**Yapılacak İşler**
A. Danıştay kararına göre aşağıdaki soruları yanıtlayın:
(i) Danıştay Tetkik Hâkiminin düşüncesi nedir?
(ii) Hakkında kamu davası açılan ortağın şirketteki pay oranı yüzde kaçtır?
(iii) Hisse devir işlemine ilişkin karar hangi tarihli ve sayılı gazetede yayımlanmıştır?
B. Lütfen kayıtlarda "staircase" dizgesini içeren her satırı bulun ve bu satırları kopyalayın. Büyük/küçük harf ayrımı dikkate alınmalıdır.

**Belge Metni**

KARŞI TARAFIN SAVUNMASI : Davacı … Temizlik Bilgisayar Özel Sağlık Hizmetleri Temizlik Taahhüt Sanayi ve Ticaret Ltd. Şti. tarafından, "yargılama sonu" kavramı ile iddianamenin kabulüyle başlayıp hükmün kesinleşmesine kadar geçen evrenin kastedildiği, dolayısıyla hakkında ihaleye fesat karıştırma suçundan yargılama yapılanların ihalelere katılamayacağı belirtilerek istemin reddi gerektiği savunulmuştur.
Davacı … Hizmet Organizasyon Sanayi Ticaret Ltd. Şti. tarafından savunma verilmemiştir.

DANIŞTAY TETKİK HÂKİMİ …'NIN DÜŞÜNCESİ : Temyiz isteminin kabulü gerektiği düşünülmektedir.

TÜRK MİLLETİ ADINA
Karar veren Danıştay Onüçüncü Dairesi'nce, Tetkik Hâkiminin açıklamaları dinlendikten ve dosyadaki belgeler incelendikten sonra gereği görüşüldü:

İNCELEME VE GEREKÇE:
ESAS YÖNÜNDEN:
MADDİ OLAY :
26/03/2009 tarihi itibarıyla ... Hizmet Organizasyon İnşaat Sanayi ve Ticaret Ltd. Şti.'nin %90 pay oranı ile ortağı olan ... hakkında, ihaleye fesat karıştırmak ve suç işlemek amacıyla kurulan örgüte üye olmak suçlarından dolayı, … Ağır Ceza Mahkemesi'nde kamu davası açılmış ve kamu davası açıldığı hususu 26/03/2009 tarihinde kendisine tebliğ edilmiştir. Anılan şahıs şirketteki tüm hissesini …’a devretmiş ve hisse devir işlemine ilişkin karar 22/06/2009 tarih ve 7337 sayılı Türkiye Ticaret Sicili Gazetesi'nde yayımlanmıştır.

**Kayıtlar**
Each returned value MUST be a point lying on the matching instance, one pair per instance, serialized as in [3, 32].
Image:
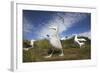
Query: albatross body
[55, 41]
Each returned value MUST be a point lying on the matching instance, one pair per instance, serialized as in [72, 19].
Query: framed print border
[16, 36]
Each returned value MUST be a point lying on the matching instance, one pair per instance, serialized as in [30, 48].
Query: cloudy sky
[36, 23]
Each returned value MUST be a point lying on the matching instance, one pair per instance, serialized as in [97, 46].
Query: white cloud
[69, 20]
[27, 26]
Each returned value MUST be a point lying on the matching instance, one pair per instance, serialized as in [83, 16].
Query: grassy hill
[71, 51]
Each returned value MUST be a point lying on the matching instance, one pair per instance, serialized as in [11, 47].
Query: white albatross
[79, 41]
[55, 41]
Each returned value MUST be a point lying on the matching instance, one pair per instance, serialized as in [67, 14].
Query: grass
[71, 52]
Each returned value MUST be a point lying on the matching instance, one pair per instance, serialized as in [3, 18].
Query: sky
[36, 24]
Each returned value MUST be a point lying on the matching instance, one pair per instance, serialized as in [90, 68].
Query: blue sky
[36, 23]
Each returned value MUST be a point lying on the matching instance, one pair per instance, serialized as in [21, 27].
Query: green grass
[71, 52]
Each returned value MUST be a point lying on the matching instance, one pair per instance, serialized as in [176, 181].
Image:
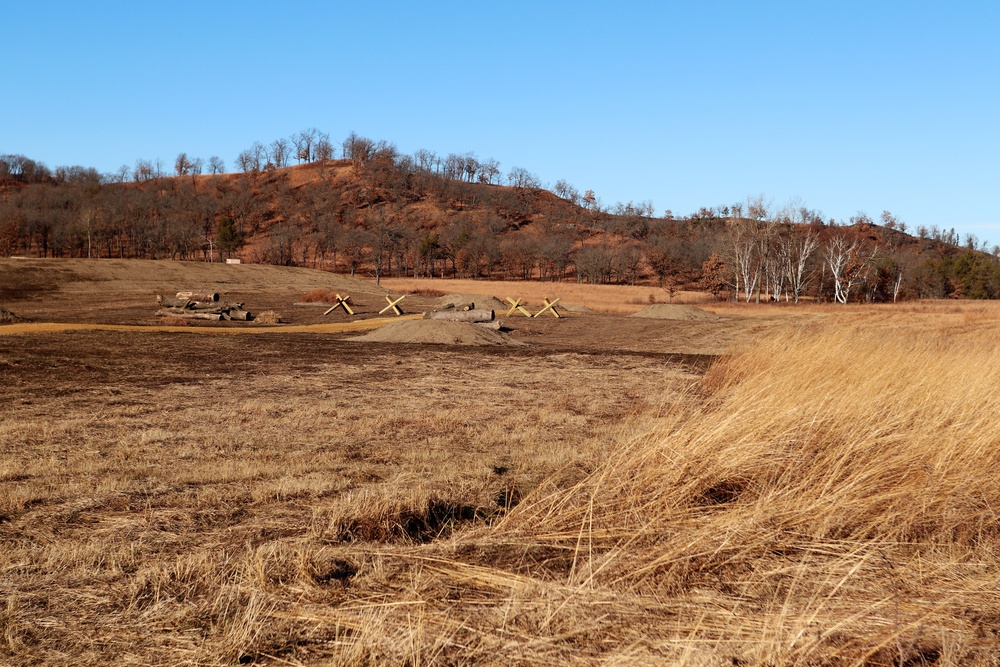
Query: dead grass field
[601, 298]
[823, 494]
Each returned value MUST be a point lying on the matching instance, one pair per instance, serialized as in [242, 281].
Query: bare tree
[182, 165]
[304, 142]
[519, 177]
[278, 153]
[323, 149]
[797, 247]
[850, 261]
[489, 171]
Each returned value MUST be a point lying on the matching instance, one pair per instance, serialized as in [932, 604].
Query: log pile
[466, 312]
[201, 306]
[453, 315]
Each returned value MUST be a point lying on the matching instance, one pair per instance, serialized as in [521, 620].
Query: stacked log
[208, 307]
[474, 315]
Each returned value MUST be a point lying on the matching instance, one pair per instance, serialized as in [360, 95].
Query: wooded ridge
[378, 212]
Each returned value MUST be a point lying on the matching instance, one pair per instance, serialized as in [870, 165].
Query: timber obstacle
[517, 306]
[549, 306]
[342, 302]
[393, 305]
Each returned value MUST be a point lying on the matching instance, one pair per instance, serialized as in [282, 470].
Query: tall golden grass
[825, 496]
[828, 497]
[622, 299]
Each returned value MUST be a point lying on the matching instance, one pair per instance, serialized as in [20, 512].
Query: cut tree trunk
[481, 315]
[198, 296]
[191, 315]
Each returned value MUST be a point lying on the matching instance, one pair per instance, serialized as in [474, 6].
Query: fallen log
[198, 296]
[188, 314]
[474, 315]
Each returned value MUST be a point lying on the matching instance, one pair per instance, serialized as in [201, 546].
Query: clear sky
[847, 106]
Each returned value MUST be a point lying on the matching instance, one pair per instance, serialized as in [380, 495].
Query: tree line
[363, 206]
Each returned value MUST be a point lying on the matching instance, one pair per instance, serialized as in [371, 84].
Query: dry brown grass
[625, 299]
[825, 495]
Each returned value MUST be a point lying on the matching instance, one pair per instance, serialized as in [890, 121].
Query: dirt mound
[482, 301]
[437, 332]
[674, 311]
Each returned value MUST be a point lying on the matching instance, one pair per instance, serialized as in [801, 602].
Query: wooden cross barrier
[341, 303]
[392, 305]
[549, 306]
[515, 306]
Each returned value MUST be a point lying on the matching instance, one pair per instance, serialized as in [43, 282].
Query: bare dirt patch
[672, 311]
[481, 301]
[7, 317]
[438, 333]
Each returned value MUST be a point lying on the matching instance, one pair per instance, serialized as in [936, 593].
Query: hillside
[381, 215]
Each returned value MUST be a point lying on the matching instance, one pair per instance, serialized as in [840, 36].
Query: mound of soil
[437, 332]
[482, 301]
[673, 311]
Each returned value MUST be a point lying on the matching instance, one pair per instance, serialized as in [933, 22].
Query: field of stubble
[611, 492]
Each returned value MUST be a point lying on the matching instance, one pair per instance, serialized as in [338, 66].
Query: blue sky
[847, 106]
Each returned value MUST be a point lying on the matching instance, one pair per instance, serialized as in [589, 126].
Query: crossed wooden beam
[342, 302]
[517, 307]
[393, 305]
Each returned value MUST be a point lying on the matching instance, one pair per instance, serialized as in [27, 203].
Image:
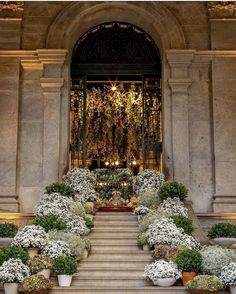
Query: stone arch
[77, 18]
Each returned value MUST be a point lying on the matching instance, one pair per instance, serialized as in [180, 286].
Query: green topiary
[50, 222]
[65, 265]
[8, 230]
[61, 188]
[219, 230]
[189, 260]
[172, 190]
[13, 252]
[183, 222]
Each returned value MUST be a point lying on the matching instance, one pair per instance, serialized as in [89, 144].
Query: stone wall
[198, 93]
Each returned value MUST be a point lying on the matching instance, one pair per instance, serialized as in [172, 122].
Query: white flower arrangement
[228, 274]
[54, 249]
[30, 236]
[162, 269]
[13, 271]
[215, 258]
[141, 210]
[173, 206]
[148, 180]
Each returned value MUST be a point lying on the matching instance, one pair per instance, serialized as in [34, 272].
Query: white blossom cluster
[54, 249]
[228, 274]
[13, 271]
[173, 206]
[148, 180]
[141, 210]
[30, 236]
[162, 269]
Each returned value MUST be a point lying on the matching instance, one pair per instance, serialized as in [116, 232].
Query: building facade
[198, 55]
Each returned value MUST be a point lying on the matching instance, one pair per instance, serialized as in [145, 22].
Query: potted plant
[228, 276]
[12, 272]
[35, 284]
[13, 252]
[162, 273]
[204, 284]
[32, 237]
[65, 267]
[190, 262]
[223, 234]
[7, 232]
[40, 265]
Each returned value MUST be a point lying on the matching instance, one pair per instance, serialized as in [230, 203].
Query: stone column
[179, 82]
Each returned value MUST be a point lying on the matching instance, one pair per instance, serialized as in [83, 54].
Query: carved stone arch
[152, 17]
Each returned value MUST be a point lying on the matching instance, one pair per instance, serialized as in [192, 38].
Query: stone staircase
[116, 263]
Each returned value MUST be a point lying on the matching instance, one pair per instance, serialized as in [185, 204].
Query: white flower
[162, 269]
[13, 271]
[54, 249]
[173, 207]
[228, 274]
[30, 236]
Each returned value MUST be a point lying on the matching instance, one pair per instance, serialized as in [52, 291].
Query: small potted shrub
[223, 234]
[13, 252]
[65, 267]
[7, 232]
[12, 272]
[50, 222]
[162, 273]
[190, 262]
[40, 265]
[32, 237]
[183, 222]
[35, 284]
[204, 284]
[228, 276]
[172, 190]
[61, 188]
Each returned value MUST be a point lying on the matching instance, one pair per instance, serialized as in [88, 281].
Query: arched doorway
[115, 101]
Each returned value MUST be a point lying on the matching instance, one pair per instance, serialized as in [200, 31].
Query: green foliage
[50, 222]
[13, 252]
[76, 244]
[8, 230]
[189, 260]
[183, 222]
[61, 188]
[172, 190]
[205, 282]
[222, 230]
[89, 222]
[65, 265]
[149, 199]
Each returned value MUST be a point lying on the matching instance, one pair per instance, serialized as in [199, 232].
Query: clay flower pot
[188, 276]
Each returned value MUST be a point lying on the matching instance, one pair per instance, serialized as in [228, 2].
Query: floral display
[162, 269]
[148, 180]
[30, 236]
[173, 207]
[54, 249]
[13, 271]
[228, 274]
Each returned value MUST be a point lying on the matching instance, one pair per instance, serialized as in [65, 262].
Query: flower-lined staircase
[116, 263]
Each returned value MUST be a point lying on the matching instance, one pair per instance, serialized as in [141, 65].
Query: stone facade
[198, 83]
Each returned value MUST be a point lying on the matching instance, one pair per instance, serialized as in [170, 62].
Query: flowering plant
[30, 236]
[140, 210]
[54, 249]
[228, 274]
[13, 271]
[148, 180]
[162, 269]
[173, 206]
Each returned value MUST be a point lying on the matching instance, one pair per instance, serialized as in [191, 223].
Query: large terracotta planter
[188, 276]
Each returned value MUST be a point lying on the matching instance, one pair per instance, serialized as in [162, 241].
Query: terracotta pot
[188, 276]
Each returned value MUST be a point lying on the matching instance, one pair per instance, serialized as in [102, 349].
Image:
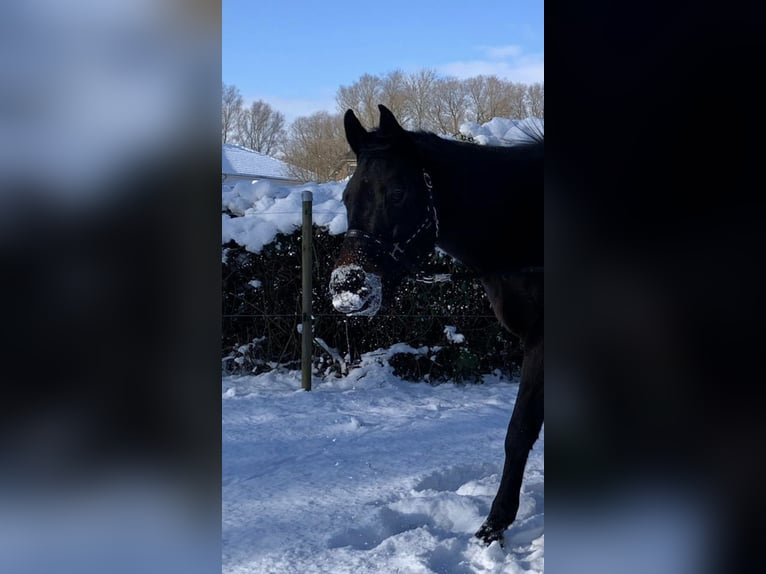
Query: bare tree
[536, 100]
[262, 128]
[317, 146]
[450, 105]
[419, 90]
[363, 96]
[231, 108]
[393, 94]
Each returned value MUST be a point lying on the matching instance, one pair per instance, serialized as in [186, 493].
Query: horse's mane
[381, 143]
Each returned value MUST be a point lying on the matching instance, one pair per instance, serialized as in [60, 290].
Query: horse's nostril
[348, 279]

**Tam Cevaplar**
A.
(i) Temyiz isteminin kabulü gerektiği düşünülmektedir.
(ii) %90
(iii) 22/06/2009 tarih ve 7337 sayılı Türkiye Ticaret Sicili Gazetesi

B.
Query: stone staircase
Query: flower-lined staircase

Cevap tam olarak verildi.